Task objective — When you reach the line containing "wall and record the pixel coordinates.", begin copying exactly, and keep going through the last line of the records below, copying nothing before it.

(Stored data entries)

_ _ _

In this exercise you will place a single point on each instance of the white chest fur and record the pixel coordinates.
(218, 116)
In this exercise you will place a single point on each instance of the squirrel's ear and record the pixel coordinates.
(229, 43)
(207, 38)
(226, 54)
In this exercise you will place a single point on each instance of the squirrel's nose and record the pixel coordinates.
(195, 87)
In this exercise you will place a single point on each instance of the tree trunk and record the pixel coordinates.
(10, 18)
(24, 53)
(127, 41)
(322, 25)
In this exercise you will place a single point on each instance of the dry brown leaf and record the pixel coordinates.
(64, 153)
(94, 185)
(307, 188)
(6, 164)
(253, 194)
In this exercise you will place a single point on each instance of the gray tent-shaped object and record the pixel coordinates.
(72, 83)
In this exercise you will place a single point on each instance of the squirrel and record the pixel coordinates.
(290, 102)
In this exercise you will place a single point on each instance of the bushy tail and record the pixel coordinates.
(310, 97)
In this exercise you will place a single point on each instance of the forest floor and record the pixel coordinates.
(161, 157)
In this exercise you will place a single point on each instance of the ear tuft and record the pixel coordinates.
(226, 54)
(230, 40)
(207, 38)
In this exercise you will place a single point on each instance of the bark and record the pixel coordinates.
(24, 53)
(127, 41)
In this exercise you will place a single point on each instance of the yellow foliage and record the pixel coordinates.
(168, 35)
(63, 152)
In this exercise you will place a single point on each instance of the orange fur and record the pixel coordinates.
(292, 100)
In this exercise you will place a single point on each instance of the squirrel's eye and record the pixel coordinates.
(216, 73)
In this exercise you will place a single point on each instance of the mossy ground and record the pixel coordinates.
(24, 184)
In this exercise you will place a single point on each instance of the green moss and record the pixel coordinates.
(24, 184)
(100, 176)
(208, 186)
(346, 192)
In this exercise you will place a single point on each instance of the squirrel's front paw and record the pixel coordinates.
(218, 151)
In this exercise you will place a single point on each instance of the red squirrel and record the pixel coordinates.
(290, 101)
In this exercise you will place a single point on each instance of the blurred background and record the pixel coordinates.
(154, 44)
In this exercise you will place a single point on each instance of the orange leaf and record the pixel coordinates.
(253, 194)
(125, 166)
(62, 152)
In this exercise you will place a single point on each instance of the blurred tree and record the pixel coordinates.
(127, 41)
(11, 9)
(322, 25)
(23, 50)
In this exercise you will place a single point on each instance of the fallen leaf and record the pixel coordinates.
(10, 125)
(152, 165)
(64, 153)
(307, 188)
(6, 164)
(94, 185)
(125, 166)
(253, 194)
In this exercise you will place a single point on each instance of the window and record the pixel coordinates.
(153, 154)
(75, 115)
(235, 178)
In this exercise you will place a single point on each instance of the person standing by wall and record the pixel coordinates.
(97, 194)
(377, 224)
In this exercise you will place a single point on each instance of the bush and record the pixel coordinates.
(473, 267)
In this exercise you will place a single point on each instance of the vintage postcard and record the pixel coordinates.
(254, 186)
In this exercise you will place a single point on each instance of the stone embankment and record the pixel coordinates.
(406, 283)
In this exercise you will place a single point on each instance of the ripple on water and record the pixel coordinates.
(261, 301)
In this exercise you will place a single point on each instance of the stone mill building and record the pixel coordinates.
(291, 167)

_ _ _

Exercise result —
In this exercise you will place a single point on each instance of the person standing by wall and record the pixel coordinates.
(97, 194)
(377, 224)
In this exercise you will place a single point on each instance of the bush and record the pixel coordinates.
(473, 267)
In this exercise you will place a single point on each instance of the vintage postcard and record the pixel coordinates.
(254, 186)
In this exercise you will place a single point on each instance of the stone embankment and record the pixel coordinates.
(406, 283)
In this exercise you will place a single point on each instance of the ripple on water and record the pixel coordinates.
(261, 301)
In this exercise you will place a single point on each instance of the stone mill building and record the pixel coordinates.
(291, 167)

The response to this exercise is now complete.